## Begin

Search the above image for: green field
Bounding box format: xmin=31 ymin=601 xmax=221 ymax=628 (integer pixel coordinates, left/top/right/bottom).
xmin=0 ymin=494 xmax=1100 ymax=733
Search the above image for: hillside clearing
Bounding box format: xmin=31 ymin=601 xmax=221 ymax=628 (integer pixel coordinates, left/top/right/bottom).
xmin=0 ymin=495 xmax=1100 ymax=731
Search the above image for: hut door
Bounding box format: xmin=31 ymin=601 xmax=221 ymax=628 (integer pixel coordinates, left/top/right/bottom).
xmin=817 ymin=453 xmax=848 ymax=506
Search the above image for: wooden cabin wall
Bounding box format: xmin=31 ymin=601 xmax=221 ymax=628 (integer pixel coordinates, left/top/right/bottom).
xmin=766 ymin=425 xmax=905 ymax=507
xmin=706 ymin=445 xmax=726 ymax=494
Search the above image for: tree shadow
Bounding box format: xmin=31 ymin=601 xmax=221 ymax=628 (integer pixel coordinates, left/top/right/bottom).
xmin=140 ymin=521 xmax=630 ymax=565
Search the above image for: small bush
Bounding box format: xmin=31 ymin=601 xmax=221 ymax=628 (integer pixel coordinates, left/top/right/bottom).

## End
## Begin

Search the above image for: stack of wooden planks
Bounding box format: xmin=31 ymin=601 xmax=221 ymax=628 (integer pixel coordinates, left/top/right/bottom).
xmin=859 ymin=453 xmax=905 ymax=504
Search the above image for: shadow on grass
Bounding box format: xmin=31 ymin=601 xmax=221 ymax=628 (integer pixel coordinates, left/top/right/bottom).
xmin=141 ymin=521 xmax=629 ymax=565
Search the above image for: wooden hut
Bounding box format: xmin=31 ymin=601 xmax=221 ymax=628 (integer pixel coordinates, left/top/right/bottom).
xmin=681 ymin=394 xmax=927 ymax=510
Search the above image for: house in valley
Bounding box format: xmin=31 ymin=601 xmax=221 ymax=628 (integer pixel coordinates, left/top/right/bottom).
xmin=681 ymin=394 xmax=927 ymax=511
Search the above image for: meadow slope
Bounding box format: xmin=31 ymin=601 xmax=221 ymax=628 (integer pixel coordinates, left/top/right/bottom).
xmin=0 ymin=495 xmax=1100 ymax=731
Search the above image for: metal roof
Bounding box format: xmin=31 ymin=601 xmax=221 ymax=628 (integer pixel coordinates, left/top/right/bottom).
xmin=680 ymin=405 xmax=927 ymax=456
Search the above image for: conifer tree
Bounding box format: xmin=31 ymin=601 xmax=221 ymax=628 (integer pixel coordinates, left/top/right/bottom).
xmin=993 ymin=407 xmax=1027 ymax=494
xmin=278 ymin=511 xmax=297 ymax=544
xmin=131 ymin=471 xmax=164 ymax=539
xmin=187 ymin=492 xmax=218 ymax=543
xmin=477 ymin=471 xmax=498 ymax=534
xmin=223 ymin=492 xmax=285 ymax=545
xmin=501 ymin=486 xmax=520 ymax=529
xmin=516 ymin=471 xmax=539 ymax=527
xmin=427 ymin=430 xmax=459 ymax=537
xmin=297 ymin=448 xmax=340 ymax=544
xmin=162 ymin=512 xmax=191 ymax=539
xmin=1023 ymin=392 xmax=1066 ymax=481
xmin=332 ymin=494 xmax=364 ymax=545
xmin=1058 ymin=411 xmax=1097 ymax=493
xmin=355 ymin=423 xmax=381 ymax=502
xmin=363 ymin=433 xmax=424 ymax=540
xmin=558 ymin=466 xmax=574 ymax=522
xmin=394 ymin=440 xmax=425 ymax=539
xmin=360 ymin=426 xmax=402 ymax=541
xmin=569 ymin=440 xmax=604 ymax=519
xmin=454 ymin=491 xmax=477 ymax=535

## End
## Begin

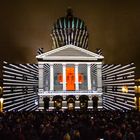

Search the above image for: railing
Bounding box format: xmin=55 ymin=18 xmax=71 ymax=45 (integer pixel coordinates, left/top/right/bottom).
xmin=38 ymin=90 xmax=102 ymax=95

## End

What to do ->
Quote the listing lines starting at the one containing "Search the above image for: railing" and ending at the one containing "xmin=38 ymin=90 xmax=102 ymax=95", with both of those lines included.

Final answer ->
Search the above image for: railing
Bounding box format: xmin=55 ymin=18 xmax=71 ymax=45 (integer pixel coordinates, left/top/right/bottom).
xmin=38 ymin=90 xmax=102 ymax=95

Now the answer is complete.